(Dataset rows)
= = = = =

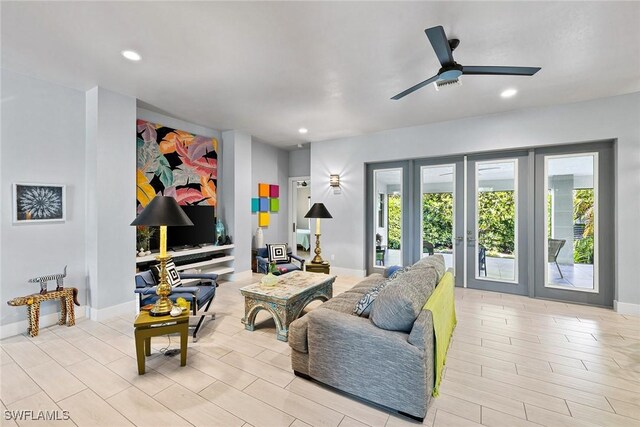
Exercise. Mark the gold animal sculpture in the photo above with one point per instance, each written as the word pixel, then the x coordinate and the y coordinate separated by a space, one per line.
pixel 67 296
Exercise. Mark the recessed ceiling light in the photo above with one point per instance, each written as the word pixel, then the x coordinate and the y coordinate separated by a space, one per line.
pixel 131 55
pixel 508 93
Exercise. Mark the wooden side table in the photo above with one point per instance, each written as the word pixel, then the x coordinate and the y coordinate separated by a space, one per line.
pixel 147 326
pixel 318 268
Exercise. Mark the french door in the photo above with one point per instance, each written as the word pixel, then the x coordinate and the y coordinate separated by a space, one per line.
pixel 538 222
pixel 497 219
pixel 439 214
pixel 574 245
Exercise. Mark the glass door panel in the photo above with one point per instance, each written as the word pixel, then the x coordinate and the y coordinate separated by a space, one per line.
pixel 571 218
pixel 438 209
pixel 575 247
pixel 387 217
pixel 496 219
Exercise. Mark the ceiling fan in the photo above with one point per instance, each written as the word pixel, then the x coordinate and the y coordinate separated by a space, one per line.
pixel 451 70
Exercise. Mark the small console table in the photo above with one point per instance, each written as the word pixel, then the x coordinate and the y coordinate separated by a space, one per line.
pixel 318 268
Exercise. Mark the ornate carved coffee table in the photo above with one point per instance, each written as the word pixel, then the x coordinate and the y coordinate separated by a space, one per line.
pixel 286 300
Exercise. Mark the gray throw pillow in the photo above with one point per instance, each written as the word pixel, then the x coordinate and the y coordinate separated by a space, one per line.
pixel 399 303
pixel 433 261
pixel 363 306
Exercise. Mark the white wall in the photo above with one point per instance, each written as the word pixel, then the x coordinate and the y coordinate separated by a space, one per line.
pixel 174 123
pixel 609 118
pixel 43 134
pixel 300 162
pixel 270 165
pixel 111 201
pixel 235 204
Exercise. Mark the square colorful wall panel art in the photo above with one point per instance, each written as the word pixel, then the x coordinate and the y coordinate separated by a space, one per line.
pixel 263 219
pixel 266 202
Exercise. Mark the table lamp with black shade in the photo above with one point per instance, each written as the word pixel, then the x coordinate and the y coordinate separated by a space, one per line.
pixel 318 211
pixel 161 212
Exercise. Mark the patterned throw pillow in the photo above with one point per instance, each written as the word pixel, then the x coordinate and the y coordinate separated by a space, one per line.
pixel 173 277
pixel 398 272
pixel 278 253
pixel 363 307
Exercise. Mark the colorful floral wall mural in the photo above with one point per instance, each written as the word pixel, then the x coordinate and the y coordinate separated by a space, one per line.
pixel 175 163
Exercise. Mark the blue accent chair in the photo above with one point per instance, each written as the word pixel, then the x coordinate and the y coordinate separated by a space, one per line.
pixel 262 260
pixel 199 295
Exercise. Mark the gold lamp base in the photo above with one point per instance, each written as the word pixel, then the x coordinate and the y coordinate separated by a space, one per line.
pixel 317 259
pixel 163 306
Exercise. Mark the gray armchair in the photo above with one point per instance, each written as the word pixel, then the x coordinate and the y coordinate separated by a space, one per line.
pixel 555 246
pixel 200 295
pixel 262 261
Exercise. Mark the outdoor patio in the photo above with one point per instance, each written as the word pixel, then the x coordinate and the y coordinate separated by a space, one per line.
pixel 575 276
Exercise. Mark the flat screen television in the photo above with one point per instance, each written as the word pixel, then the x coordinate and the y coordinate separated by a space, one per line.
pixel 203 231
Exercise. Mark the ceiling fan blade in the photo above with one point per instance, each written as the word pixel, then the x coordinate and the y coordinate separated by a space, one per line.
pixel 416 87
pixel 499 71
pixel 440 44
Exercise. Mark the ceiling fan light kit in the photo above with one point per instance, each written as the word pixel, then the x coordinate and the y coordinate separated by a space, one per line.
pixel 448 75
pixel 443 84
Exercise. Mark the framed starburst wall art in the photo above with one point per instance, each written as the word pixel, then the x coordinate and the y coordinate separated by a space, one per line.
pixel 34 203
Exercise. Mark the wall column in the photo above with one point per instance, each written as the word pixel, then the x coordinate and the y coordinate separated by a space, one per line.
pixel 235 205
pixel 110 166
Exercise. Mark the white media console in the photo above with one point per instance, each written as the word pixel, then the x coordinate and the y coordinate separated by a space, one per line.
pixel 208 259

= = = = =

→ Exercise
Copy out all of the entries above word for word, leaving out the pictures.

→ Worked answer
Exercise. Mark the gold animal sculpture in the photo above with one point per instance, each written as the word pixel, then the x coordinate and the y coordinate separated by a space, one per line.
pixel 67 296
Exercise. Mark the recessed ceiling light in the photo above with one point per instance, each written as the word pixel, then the x coordinate and the y coordinate separated by a space, one per line.
pixel 131 55
pixel 508 93
Exercise. Mark the wooden side table in the photo above with one point per instance, each written as the word pixel, then the x coordinate and the y coordinate separated by a space, one per line.
pixel 147 326
pixel 318 268
Exercise. Mark the french door in the photo above with one point per instance, each written as the word pixel, then the x coordinate and the y coordinate separated by a space, one per line.
pixel 538 222
pixel 497 219
pixel 439 214
pixel 574 245
Exercise. Mark the glass door panel in the photo above with one point per instance, each written as the word pixel, then the x coordinate and the y coordinate separated by a space, one per line.
pixel 571 218
pixel 438 209
pixel 575 247
pixel 387 217
pixel 496 219
Exercise. Mark the ceiling fan in the photo above with one point per instance, each written as the word pixel, then the x coordinate and the y coordinate separated by a space, one per line.
pixel 451 70
Exercise. Mark the small console table in the photo above with one point per instance, each written as the word pixel, then the x coordinate and the y coordinate separated by a space, one per line.
pixel 318 268
Exercise. Mark the ornate carved coffee table in the photo above with one point per instance, each written as the word pixel, then the x coordinate and the y coordinate separated by a space, one per line.
pixel 286 300
Exercise. Mark the gray throw pillow in the photo above with one point per instance, each written as the word pixel, then the x coordinate and the y coordinate separated by a space, one per line.
pixel 399 303
pixel 433 261
pixel 363 306
Exercise. Mark the white wall in the photo above with one point per instance, each written as the word pixel, then the x coordinate and the y coordinate separated by a space, one per line.
pixel 174 123
pixel 609 118
pixel 43 134
pixel 300 162
pixel 270 165
pixel 111 201
pixel 235 204
Exercise. Mark the square colorful wall panel art in the photo above with one point per instance, each written as the word pixel, then the x coordinate and the y coordinate separated by a space, one per line.
pixel 263 219
pixel 266 202
Exercise. Mark the table lamp with black shade in the photo above with one point per instance, each written as the word pixel, then the x coordinate and the y coordinate separated by a space, one per line.
pixel 318 211
pixel 161 212
Exercise. Mark the patterned throw pillow in the photo above with one point per instance, each written as the word pixel, then the x coordinate and the y coordinate separated by a space, one per line.
pixel 173 277
pixel 398 272
pixel 278 253
pixel 363 307
Exercise. Mark the colorful floral wall mural in the photo above with one point per instance, each written as the word pixel, then the x coordinate and the y coordinate separated by a space, one per line.
pixel 175 163
Exercise. Mark the blue accent chair in the photo above with one point per instance, each written as the word pixel, then the x coordinate and the y coordinate separated by a space, one per line.
pixel 262 260
pixel 199 295
Exercise. Mark the gold lamp base in the photo above with one point per instance, each written as the word pixel, then the x coordinate and the y coordinate separated by a space, one per line.
pixel 317 259
pixel 163 306
Exercise. Mark the gray armchair in the photo above with one point per instance, each written as the word pixel, then the x coordinate and the y coordinate separated by a space, one per line.
pixel 555 246
pixel 200 295
pixel 262 261
Exercise. Mark the outdoor patio in the photo above with one point per instance, each written as the word pixel, then the x coordinate and the y coordinate separated by a space, one per line.
pixel 575 276
Exercise. Mark the flat screen television in the photo above with one point per instance, each written as the word pixel, then the x coordinate and the y coordinate separated by a space, one per line.
pixel 203 231
Exercise. Mark the ceiling fan blade in the photo above with one point per instance, each written as the word pixel, then the x coordinate and the y coordinate separated by a space, one per line.
pixel 416 87
pixel 499 71
pixel 440 44
Exercise. Mark the ceiling fan light kit in the photo above with one point per instance, each written as the word pixel, then the x coordinate and the y coordinate separated by a space, one per line.
pixel 448 75
pixel 443 84
Exercise. Mark the framed starburst wall art in the photo above with one point per instance, each written as the word pixel, then the x coordinate and the y coordinate separated by a space, one per line.
pixel 34 203
Exercise. Mark the wall column in the photo above with one point per instance, each written as the word pixel, then the x coordinate and the y coordinate separated by a space, one per line.
pixel 235 205
pixel 110 166
Exercise. Mark the white media console in the photo above with one point per instance, each written as the word pixel, then the x coordinate and the y coordinate separated by a space, one per line.
pixel 208 259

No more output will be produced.